▶ **CONSIGNAS DEL EJERCICIO**:
1. Según el artículo sobre la muerte, ¿por qué la muerte es el signo más democrático?
2. En el artículo sobre la muerte, sustituye "literatura" por "poesía" y reescribe el pasaje desde "La muerte institucionalizada" hasta "y el arcano.".

[EXTRACTO DE PÁGINA]

La muerte institucionalizada

La muerte es una realidad como la vida. Todas las culturas han creado símbolos, tumbas, tolas, pirámides, monumentos y entierros para solemnizar y perennizar el paso a lo desconocido, y vínculos reales o imaginarios con el inframundo.

La literatura está llena de historias sobre la muerte y sus matices, en las que se retratan las dimensiones humanas de la decrepitud, la enfermedad, el dolor, la soledad y el arcano.

La ciencia ha intentado explicar este fenómeno al proponer la “eterna juventud”, la cura de las enfermedades catastróficas y opciones para sobrevivir después del ocaso. ¡Todos sus esfuerzos han sido vanos! Ricos y pobres, letrados e iletrados, hombres, mujeres, niños, jóvenes y personas de la tercera edad seguimos el mismo destino.

Las religiones interpretan, a su modo, la realidad de la muerte, para hacer apacible la existencia terrenal, y optar por la trascendencia. “Eres polvo y en polvo te convertirás”, dice la cita bíblica. Y en ese tráfago, la muerte es el signo más democrático porque iguala a todos: creyentes, no creyentes, ateos o agnósticos, morimos y regresamos a la tierra que nos dio cobijo. ¡La muerte no perdona!

En la modernidad la muerte se ha institucionalizado. Los servicios funerarios -oro, plata o bronce- forman parte del mercado, que han convertido al finado y sus deudos en clientes. Los seguros sociales y empresariales ofrecen descansos eternos, en sitios confortables y ecológicos, con misas cantadas, de cuerpo presente, en nichos, crematorios, bajo un árbol florido, videos, y transmisión en tiempo real por Facebook live. ¡La muerte es ahora virtual!

El mundo de la muerte está normalizado por las asistencias exequiales, que garantizan todo, salvo un pequeño detalle: ¡no hay garantía para ir al cielo! ¡Sálvese quien pueda es la consigna no escrita!

Europa, en cambio, ha dado pasos más sensatos: cuando alguien se siente cerca del olvido -enfermo, pero en sus cabales-, decide despedirse de sus familiares y amigos, con un encuentro sereno y gratificante, sin lloros ni lamentos. Y así, la despedida se torna agradable, edificante y austera; las discusiones sobre las herencias quedan congeladas. ¡Se ha cumplido así el derecho a morir en paz, y el deber de cumplirlo con resignación!

[/EXTRACTO DE PÁGINA]
[MATERIAL PROPORCIONADO]

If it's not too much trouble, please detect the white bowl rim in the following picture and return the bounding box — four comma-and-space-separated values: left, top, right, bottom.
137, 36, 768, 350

[/MATERIAL PROPORCIONADO]

▶ **SOLUCIONES**:
1. Porque iguala a todos.

2.
La muerte institucionalizada

La muerte es una realidad como la vida. Todas las culturas han creado símbolos, tumbas, tolas, pirámides, monumentos y entierros para solemnizar y perennizar el paso a lo desconocido, y vínculos reales o imaginarios con el inframundo.

La poesía está llena de historias sobre la muerte y sus matices, en las que se retratan las dimensiones humanas de la decrepitud, la enfermedad, el dolor, la soledad y el arcano.